* [What needs to be done]:
Nothing outside the range is to be copied. From the entries below, reproduce exactly the lines starting at the one with "Practice. Pick out the boy's hand" and ending at the one with "Target: boy's hand", without pictures.

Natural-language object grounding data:
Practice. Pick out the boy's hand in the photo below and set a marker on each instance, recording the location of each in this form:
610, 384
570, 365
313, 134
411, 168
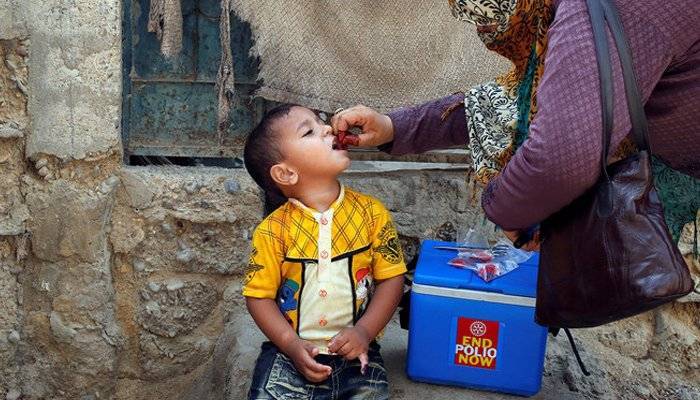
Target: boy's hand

--

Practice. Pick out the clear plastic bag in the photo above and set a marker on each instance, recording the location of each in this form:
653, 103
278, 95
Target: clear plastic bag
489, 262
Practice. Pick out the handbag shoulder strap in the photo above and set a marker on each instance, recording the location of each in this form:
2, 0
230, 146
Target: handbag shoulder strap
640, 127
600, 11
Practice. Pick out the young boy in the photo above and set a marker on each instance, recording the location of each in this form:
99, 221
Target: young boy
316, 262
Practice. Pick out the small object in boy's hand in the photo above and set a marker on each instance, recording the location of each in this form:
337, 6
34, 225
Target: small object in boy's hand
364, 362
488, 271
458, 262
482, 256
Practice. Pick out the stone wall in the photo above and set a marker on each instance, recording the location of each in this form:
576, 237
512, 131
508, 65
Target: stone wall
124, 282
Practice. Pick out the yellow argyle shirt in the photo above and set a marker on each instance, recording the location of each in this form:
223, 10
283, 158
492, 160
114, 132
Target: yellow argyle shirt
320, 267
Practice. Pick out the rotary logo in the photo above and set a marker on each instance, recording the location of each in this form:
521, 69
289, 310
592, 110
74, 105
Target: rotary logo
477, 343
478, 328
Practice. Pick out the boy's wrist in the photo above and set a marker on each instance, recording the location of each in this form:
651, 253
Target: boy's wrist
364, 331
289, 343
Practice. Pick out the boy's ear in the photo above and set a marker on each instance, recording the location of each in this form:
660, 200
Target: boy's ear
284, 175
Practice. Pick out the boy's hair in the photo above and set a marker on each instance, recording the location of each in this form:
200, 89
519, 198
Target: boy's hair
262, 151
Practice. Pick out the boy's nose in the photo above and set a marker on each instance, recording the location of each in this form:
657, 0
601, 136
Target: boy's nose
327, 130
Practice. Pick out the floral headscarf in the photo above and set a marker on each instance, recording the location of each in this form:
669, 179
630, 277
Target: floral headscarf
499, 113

* * *

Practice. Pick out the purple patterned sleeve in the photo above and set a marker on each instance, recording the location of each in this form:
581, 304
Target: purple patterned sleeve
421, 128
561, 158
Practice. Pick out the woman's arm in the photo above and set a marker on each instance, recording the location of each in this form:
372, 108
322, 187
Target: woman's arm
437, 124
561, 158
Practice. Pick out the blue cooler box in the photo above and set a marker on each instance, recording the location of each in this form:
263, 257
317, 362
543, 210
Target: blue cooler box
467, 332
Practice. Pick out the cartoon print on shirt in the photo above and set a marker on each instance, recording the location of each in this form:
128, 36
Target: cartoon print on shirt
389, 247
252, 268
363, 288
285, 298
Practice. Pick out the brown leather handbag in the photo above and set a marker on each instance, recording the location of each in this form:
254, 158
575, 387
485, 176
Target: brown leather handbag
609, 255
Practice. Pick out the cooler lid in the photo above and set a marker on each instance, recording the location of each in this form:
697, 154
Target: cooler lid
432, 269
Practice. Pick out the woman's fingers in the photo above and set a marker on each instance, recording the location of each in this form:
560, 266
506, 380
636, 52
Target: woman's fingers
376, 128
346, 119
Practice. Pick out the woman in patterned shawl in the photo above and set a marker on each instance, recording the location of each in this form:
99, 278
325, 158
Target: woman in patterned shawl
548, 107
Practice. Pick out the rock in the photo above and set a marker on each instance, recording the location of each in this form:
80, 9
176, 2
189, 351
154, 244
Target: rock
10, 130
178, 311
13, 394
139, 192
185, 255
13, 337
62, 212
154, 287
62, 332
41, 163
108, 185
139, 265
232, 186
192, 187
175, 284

* [Completed exercise]:
Practice. Pick out the boy's hand in the photo below and set a marker on each instance, recording the location of each in this form:
610, 384
570, 365
313, 134
411, 168
Target: boy's hand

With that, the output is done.